• _WORK REQUIRED_
Please pick up the missile defense talking points for Japan below at the point where they stop, and continue them.

STATE 00096550  005 OF 006 
 
 
END TEXT OF TALKING POINTS FOR RUSSIA. 
 
7. (C/REL JAPAN) BEGIN TEXT OF TALKING POINTS FOR JAPAN: 
 
- The U.S. greatly appreciates Japan's partnership in BMD; we 
remain deeply committed to strengthening regional BMD 
capabilities including operational cooperation, joint 
research, and co-development. 
 
- Recent North Korean provocations serve as a reminder of the 
importance of our cooperative missile defense efforts, which 
help underpin a strong U.S.-Japan Alliance and contribute to 
regional stability. 
 
- We remain committed to an effective defense of the U.S. and 
our Allies against rogue ballistic missile threats, including 
North Korea and, if it continues down its current path, Iran. 
 
 
- As you are aware, the BMD Review has undertaken a 
comprehensive examination of our approach to missile 
defenses, including an in-depth look at our approach to 
European missile defense and in other regions around the 
world.

• _DATA LINES_
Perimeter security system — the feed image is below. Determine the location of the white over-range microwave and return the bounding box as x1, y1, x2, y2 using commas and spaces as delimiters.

• _OUTPUT FOR THIS EXERCISE_
-- USG discussions with the MOD and MOFA over the last 
several months made clear that you have particular interest 
in the European missile defense analysis -- we understand 
these strategic decisions have an impact in the Asia-Pacific 
region and want to make sure you are fully informed of our 
results. 
-- Throughout the review process the U.S. recognized and 
factored in Japanese concerns/equities especially those 
related to our on-going discussions with the Russian 
Federation. 
 
- Although the BMD Review report is not due to Congress until 
this January, we have already reached some important 
conclusions.  We have decided to move forward with discussing 
results now so we do not delay deploying improved defenses 
for ourselves or our allies. 
 
OTHER CONSULTATIONS 
 
- We would like to explain the President's decision to you 
before our public announcement and before we speak with 
Russia.  We are discussing this new European approach with 
Poland, the Czech Republic, and NATO, as we speak.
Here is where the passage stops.